## TO DO
List every line in the entries below that contains the word "give".

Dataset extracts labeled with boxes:

::::

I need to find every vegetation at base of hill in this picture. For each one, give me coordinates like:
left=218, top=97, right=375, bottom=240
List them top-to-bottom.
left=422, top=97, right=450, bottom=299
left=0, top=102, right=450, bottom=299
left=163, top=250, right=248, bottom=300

::::

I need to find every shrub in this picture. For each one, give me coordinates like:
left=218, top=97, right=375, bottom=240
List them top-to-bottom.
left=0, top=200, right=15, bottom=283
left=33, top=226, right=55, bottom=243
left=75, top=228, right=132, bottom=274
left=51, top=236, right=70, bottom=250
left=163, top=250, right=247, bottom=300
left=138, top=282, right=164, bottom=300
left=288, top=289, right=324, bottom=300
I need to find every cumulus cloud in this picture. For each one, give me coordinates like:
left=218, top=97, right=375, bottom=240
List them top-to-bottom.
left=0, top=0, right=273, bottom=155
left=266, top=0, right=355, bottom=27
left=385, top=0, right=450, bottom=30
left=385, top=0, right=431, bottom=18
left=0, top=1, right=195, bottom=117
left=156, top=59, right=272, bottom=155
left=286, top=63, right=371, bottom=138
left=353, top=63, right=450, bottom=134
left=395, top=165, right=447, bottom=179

::::

## REPLY
I need to find every vegetation at base of hill in this picture. For each one, give me coordinates like:
I need to find every shrub in this picture. For each one, give me coordinates like:
I need to find every cumulus cloud in this picture. For each one, give me coordinates like:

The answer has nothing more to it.